The first part of the article
presents the history of nineteenth — and twentieth-century
research into the history of vase paintings, the questions
dominating in particular periods, and interpretation keys, focused
either on meaning or formal-aesthetic aspects. Next, the authors
discussed in detail their own premises concerning the exploration of
the world of the images found on Greek vases, the identification of
series (variants, departures, rules), the definition of sets of
paintings, and an analysis of the painting (frame, time). Such an
analysis of the iconic system is to result in establishing the
social imagery and manner of perception applied by the Greeks. The
second part of the text is an example of the realization of the
aforementioned premises, and consists of an all-sided analysis of
the motif of the fallen warrior, carried off the battlefield by his
brother-in-arm.

(Stored records)
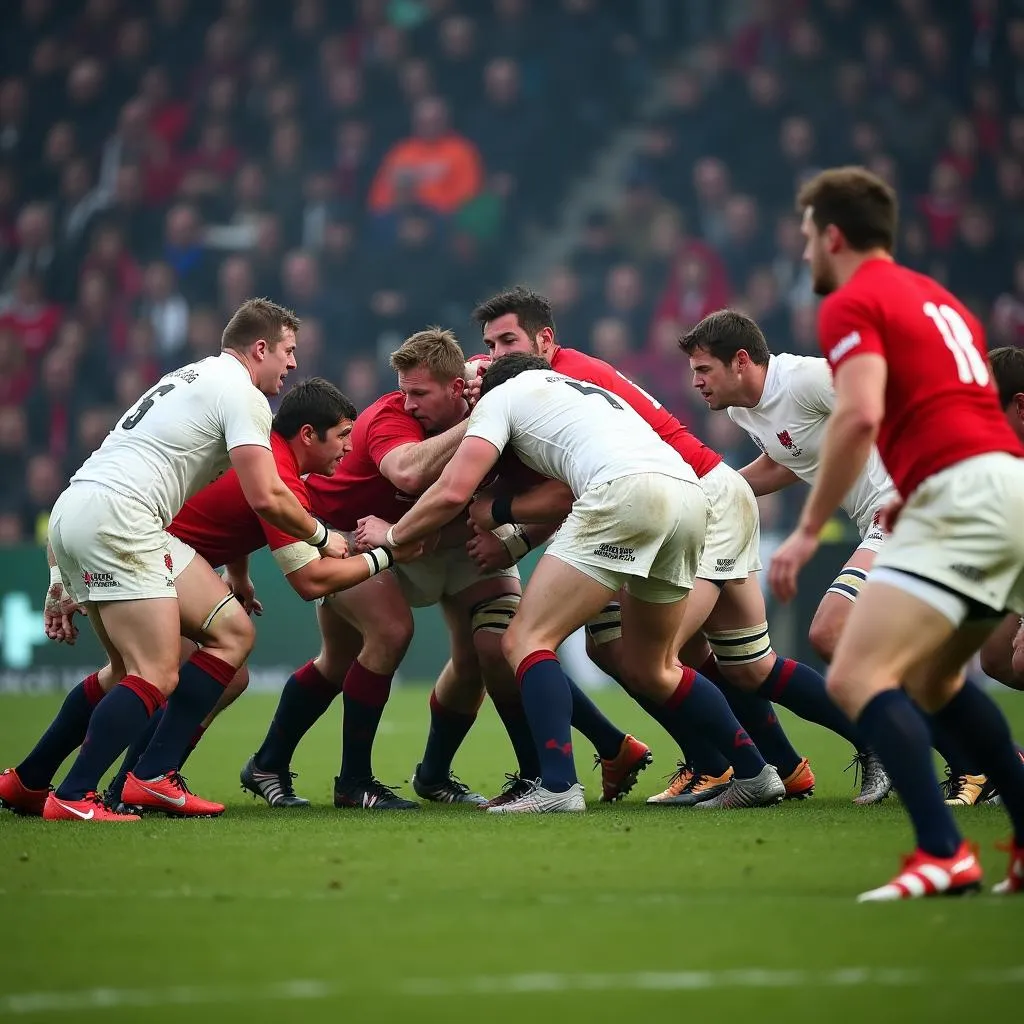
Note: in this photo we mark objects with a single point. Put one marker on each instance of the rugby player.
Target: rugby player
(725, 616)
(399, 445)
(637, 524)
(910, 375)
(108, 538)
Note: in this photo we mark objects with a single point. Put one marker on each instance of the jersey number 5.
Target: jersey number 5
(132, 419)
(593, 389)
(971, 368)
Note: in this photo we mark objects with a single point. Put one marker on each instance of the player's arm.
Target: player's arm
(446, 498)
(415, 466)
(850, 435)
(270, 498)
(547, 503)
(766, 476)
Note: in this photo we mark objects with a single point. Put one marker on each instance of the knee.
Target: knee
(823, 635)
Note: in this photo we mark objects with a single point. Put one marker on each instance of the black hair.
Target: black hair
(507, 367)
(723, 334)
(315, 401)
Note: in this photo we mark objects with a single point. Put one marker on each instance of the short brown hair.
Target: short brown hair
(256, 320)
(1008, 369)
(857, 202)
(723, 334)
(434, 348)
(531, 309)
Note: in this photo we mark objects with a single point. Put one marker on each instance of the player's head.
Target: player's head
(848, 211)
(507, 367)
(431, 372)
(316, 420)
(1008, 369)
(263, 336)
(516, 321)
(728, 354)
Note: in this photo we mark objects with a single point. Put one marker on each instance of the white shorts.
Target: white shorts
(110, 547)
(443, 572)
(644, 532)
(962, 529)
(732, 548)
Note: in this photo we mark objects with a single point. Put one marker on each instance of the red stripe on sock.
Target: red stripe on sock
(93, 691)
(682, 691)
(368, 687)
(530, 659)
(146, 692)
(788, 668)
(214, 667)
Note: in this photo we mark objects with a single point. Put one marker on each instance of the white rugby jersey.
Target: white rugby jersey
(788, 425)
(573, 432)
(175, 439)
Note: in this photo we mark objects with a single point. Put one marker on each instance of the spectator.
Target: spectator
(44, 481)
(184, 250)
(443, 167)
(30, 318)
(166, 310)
* * *
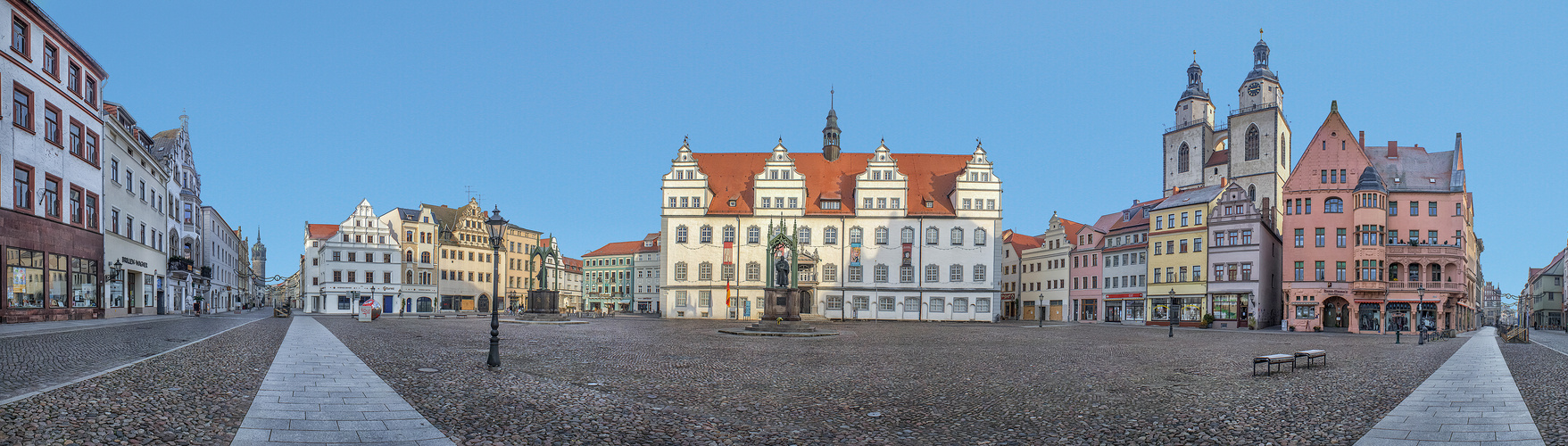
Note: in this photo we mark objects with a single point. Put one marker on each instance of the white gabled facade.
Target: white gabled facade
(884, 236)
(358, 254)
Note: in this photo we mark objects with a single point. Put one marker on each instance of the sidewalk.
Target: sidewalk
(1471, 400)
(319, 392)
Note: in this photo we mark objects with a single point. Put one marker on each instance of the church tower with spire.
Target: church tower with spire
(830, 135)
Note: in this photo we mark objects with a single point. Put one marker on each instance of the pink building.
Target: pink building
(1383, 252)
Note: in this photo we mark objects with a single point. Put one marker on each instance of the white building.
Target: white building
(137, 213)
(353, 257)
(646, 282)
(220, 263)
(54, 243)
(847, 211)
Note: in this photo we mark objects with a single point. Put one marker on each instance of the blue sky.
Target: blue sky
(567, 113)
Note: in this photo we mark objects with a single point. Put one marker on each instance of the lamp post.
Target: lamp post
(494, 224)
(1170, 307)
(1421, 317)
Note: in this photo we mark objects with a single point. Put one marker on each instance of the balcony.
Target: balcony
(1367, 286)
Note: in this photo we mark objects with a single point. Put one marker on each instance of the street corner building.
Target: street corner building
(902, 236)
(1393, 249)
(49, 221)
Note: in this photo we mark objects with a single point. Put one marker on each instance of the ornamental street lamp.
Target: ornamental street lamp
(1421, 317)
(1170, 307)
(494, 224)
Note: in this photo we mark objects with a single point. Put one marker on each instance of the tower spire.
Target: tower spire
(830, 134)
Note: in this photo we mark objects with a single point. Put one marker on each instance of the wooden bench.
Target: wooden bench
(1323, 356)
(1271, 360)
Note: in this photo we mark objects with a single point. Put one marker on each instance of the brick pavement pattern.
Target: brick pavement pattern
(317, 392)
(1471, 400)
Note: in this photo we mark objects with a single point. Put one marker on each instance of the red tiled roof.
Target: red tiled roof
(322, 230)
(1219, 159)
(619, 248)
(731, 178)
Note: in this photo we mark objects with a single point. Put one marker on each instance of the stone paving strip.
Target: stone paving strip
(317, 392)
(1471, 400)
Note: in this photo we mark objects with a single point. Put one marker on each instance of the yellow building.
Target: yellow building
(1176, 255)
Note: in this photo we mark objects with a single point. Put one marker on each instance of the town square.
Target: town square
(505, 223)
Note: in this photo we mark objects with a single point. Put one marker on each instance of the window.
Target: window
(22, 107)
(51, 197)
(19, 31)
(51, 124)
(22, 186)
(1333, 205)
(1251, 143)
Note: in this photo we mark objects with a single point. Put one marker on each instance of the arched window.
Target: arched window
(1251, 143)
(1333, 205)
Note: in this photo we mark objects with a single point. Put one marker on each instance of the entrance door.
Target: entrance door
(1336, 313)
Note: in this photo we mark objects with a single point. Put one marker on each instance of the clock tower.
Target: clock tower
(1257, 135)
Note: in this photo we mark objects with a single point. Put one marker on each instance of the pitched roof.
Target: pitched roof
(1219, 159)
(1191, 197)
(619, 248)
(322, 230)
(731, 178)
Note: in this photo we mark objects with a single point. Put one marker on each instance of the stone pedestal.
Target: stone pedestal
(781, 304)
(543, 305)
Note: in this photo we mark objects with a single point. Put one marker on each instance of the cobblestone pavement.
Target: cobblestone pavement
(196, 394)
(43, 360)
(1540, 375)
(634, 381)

[Problem statement] Which premises of their own do the authors discuss in detail in the article on Greek vase painting? List each one.

[Exercise result]
- The exploration of the world of the images found on Greek vases
- The identification of series (variants, departures, rules)
- The definition of sets of paintings
- An analysis of the painting (frame, time)